**Brief:** Count the lines below that hold "pixel". Give the number without comment.

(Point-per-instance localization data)
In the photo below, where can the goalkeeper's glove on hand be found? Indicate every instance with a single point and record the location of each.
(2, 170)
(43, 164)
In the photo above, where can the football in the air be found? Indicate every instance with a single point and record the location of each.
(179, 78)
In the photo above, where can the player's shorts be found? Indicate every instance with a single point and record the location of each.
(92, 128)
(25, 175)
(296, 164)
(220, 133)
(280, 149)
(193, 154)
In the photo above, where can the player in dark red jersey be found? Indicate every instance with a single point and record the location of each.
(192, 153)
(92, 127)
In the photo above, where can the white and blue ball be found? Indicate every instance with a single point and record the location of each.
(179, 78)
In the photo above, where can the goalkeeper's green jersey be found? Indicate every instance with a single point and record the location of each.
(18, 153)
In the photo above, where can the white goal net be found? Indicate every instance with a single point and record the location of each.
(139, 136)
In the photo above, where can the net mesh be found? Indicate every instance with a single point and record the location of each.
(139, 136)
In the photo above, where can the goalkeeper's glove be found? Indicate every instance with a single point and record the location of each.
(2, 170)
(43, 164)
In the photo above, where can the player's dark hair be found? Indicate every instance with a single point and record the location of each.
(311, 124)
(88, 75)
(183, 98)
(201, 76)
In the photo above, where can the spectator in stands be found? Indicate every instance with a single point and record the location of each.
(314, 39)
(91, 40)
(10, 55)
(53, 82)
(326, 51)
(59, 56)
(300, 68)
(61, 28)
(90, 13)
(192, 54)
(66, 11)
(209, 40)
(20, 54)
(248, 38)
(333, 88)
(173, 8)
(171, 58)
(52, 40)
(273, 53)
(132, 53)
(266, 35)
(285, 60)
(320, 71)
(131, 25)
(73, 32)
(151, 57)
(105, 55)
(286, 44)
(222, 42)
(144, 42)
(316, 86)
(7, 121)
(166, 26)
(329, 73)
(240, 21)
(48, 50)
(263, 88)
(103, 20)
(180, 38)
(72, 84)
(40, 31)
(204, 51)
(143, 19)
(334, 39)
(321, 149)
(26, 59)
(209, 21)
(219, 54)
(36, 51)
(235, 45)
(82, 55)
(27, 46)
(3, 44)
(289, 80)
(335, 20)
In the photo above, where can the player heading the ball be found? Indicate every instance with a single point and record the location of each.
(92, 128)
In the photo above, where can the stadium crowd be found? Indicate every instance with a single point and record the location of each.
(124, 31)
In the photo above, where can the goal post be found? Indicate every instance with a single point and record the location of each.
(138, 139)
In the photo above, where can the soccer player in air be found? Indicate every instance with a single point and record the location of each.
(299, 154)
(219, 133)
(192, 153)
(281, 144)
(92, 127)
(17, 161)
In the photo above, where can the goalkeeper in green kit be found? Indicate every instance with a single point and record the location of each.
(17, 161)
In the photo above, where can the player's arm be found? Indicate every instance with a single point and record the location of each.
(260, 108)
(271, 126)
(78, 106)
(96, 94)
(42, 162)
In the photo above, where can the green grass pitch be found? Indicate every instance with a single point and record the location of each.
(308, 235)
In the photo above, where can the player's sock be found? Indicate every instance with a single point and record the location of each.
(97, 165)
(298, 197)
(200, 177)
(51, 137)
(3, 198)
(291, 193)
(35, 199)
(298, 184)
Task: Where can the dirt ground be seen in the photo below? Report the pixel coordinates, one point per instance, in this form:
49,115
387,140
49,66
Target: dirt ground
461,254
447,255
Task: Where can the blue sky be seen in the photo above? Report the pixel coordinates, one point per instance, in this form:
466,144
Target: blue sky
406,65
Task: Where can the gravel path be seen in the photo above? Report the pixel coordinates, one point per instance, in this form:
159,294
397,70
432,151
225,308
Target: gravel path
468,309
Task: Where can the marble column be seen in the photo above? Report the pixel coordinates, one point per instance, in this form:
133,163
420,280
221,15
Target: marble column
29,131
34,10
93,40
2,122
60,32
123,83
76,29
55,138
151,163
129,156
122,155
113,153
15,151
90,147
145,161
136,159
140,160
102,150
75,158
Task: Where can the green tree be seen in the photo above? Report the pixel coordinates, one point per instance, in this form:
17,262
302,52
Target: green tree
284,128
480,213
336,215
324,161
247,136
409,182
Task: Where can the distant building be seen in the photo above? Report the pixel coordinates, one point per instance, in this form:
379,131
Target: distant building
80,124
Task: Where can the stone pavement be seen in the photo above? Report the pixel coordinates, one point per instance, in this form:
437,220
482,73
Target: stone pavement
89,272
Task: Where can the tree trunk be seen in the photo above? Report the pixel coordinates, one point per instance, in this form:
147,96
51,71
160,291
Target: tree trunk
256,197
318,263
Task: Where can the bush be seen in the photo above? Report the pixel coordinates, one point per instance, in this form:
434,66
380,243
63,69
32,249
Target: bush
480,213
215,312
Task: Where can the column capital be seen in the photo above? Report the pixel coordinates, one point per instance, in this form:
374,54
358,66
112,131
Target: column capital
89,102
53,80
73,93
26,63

**Response to this exercise:** 10